Your instructions — Lay out every line of the records below as a numbered list, omitting any blank lines.

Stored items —
========

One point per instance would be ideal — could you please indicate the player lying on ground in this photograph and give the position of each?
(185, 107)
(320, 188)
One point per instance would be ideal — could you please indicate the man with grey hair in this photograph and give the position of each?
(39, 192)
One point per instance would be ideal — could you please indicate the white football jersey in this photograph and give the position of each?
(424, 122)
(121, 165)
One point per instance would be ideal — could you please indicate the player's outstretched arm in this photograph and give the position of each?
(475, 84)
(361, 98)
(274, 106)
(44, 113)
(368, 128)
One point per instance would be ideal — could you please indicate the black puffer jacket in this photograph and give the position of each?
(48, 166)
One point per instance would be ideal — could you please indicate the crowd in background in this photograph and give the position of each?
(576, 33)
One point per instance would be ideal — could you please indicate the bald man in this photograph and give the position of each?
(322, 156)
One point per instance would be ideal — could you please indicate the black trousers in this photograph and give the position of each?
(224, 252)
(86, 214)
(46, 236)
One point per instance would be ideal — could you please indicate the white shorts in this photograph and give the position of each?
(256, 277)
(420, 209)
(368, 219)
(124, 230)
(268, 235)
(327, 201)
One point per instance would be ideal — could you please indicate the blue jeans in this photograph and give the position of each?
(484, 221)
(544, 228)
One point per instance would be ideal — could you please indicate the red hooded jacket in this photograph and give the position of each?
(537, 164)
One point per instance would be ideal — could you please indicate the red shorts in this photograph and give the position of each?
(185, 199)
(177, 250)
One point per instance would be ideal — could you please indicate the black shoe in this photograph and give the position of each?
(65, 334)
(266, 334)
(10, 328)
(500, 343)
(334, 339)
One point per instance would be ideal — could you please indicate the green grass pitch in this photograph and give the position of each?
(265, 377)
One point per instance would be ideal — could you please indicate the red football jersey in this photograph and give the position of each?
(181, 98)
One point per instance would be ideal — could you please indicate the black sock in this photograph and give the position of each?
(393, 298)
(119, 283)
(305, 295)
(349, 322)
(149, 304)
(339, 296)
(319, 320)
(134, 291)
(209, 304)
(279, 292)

========

Result —
1. One point per instance would be ideal — could you please indicate the player lying on ground in this photograph and give the position of each?
2. (185, 107)
3. (320, 188)
4. One point per instance would be ideal — could you please indicate the man with grey hair in this photograph and give the position of each?
5. (39, 192)
6. One point per instance would be ideal — could you please indicate the white football jersey in this photograph and give the position of each?
7. (424, 122)
8. (121, 165)
9. One point per instance would be ideal — could you please indicate the player's outstretched arm in this photograph and give the position of each?
10. (475, 84)
11. (361, 98)
12. (274, 106)
13. (44, 113)
14. (368, 128)
15. One point per instance would be ideal — could you please indicate the black puffer jacket in this photograph and give the position of each?
16. (48, 166)
17. One point per instance would be ideal — could you please indicate the crowd in background in this photograph and give the position of each?
18. (576, 33)
19. One point per instance would be ideal — could you please indicate the bald man in this photograph and give the position of each?
20. (322, 156)
21. One point per instance would be ideal — could you please indicate the black trousers in this photograph and give the position of each?
22. (224, 252)
23. (86, 214)
24. (46, 236)
25. One point per instance would be ideal — could you please indicate the white shorts in this photograph and give the position of each?
26. (256, 277)
27. (420, 209)
28. (368, 219)
29. (124, 230)
30. (268, 235)
31. (327, 201)
32. One point per instance would be ideal — could you please indicate the blue jeans in this photograph and give the position of each?
33. (484, 221)
34. (544, 228)
35. One point per instance would be ideal — could you please indicate the red hooded jacket in this photograph and give the position of each?
36. (537, 164)
37. One point per instance would be ideal — could you please indicate the red shorts in this photograph and give the position of each?
38. (185, 199)
39. (177, 250)
40. One point per instance would be ideal — could you please indicate the black shoe in this photograph and give the position of each?
41. (65, 334)
42. (266, 334)
43. (10, 328)
44. (500, 343)
45. (334, 339)
46. One point per instance would be ideal — could you please indicate the green grass pitch in this photograph and give the position of each?
47. (265, 377)
48. One point per instance would be ideal — could you please indicate the red football jersey in this photograph and give the position of each?
49. (181, 98)
50. One point per instance would be ideal — could you please indicate the black sock in this photograph and give the position of each?
51. (393, 298)
52. (119, 283)
53. (305, 295)
54. (349, 322)
55. (149, 304)
56. (339, 296)
57. (319, 320)
58. (134, 291)
59. (209, 304)
60. (279, 292)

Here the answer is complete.